• TASK ITEM:
Write down each entry again, exactly as it reads.

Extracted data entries
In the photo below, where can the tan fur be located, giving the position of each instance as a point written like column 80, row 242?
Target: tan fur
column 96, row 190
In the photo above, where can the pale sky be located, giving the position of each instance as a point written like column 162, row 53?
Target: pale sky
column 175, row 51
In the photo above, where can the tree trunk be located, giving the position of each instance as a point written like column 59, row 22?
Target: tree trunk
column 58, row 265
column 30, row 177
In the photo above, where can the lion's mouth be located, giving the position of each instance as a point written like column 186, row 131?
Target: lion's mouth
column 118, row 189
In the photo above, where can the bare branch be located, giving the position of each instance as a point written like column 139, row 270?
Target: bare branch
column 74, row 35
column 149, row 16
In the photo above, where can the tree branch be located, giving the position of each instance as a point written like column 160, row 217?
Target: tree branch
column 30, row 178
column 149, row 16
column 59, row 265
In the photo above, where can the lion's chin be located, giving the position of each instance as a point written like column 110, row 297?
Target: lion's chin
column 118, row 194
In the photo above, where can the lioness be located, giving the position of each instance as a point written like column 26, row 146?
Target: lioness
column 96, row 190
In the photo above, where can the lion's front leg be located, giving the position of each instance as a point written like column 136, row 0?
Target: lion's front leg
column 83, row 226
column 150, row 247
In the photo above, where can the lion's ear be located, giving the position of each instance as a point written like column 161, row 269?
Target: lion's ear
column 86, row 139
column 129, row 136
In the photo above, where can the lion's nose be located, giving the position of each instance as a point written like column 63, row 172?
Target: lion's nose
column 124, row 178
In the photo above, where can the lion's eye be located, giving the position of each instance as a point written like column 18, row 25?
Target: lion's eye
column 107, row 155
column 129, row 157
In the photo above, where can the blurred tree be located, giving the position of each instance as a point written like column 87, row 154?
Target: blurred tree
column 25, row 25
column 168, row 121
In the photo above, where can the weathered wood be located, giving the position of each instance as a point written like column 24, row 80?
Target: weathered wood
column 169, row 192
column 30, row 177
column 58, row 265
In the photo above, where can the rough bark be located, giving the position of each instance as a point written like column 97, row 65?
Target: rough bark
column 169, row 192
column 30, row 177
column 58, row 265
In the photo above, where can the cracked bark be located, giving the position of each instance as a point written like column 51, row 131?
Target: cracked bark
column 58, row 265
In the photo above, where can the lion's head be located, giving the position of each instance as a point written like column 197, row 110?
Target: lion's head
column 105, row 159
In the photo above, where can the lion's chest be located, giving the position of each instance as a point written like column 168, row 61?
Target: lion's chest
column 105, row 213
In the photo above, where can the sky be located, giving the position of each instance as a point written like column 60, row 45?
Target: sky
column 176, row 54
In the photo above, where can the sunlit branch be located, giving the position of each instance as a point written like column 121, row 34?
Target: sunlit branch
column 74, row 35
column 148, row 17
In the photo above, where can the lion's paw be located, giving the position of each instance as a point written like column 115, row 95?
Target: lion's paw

• SOLUTION:
In the photo below, where can the tan fur be located, giving the position of each instance as a point written like column 80, row 242?
Target: tan fur
column 96, row 190
In the photo above, where can the pale sky be located, giving the position of each instance as a point written like column 162, row 53?
Target: pale sky
column 175, row 51
In the photo above, where can the tree trunk be located, giving the position of each instance as a point written like column 59, row 22?
Target: tree trunk
column 58, row 265
column 30, row 177
In the photo above, where can the lion's mouth be located, giving the position of each instance as a point written like column 186, row 131?
Target: lion's mouth
column 118, row 189
In the photo above, where can the bare branch be located, giving the position of each instance as a point written like column 139, row 270?
Target: bare branch
column 74, row 35
column 149, row 16
In the photo above, where can the tree branch be located, giving the position of each instance as a point written like column 160, row 217?
Target: tree branch
column 30, row 178
column 149, row 16
column 59, row 265
In the photo above, where can the lion's chin be located, giving the position of each instance as a point written like column 110, row 297?
Target: lion's chin
column 118, row 194
In the photo above, where can the lioness be located, giving the position of each instance as a point written like column 26, row 146?
Target: lioness
column 96, row 190
In the photo above, where can the lion's front leg be located, giving the position of each instance as a point written like column 136, row 0?
Target: lion's front leg
column 83, row 226
column 150, row 247
In the photo above, where can the lion's ear be located, giving the position of each instance as a point written like column 161, row 269?
Target: lion's ear
column 86, row 139
column 129, row 136
In the photo above, where can the lion's nose be located, giving the position of each instance as a point written like column 63, row 172?
Target: lion's nose
column 124, row 178
In the photo above, where can the lion's eye be located, giving the position of each instance as a point written like column 18, row 25?
Target: lion's eye
column 107, row 155
column 129, row 157
In the photo above, where can the blurred tree be located, giving the position of each instance as a point written like column 87, row 154?
Target: blurred tree
column 25, row 25
column 168, row 121
In the photo above, where can the weathered wood be located, giving the position of each instance as a point written like column 24, row 80?
Target: weathered wood
column 169, row 192
column 30, row 177
column 58, row 265
In the photo above, where can the rough bark be located, giving the position of each instance as a point written like column 97, row 65?
Target: rough bark
column 169, row 192
column 30, row 177
column 58, row 265
In the photo above, where can the cracked bark be located, giving the position of each instance as a point written like column 51, row 131?
Target: cracked bark
column 58, row 265
In the photo above, where can the lion's head be located, giving the position of each instance as a point written like column 197, row 110?
Target: lion's head
column 105, row 159
In the photo above, where can the lion's chest be located, giving the position of each instance as a point written like column 168, row 61?
Target: lion's chest
column 105, row 213
In the photo above, where can the sky be located, giving the position of each instance as a point written like column 60, row 45?
Target: sky
column 176, row 54
In the photo above, where can the sunlit branch be located, giving the position of each instance as a point written like column 121, row 34?
Target: sunlit branch
column 74, row 35
column 148, row 17
In the photo above, where can the lion's paw be located, giving the position of each instance as a point written like column 115, row 95?
Target: lion's paw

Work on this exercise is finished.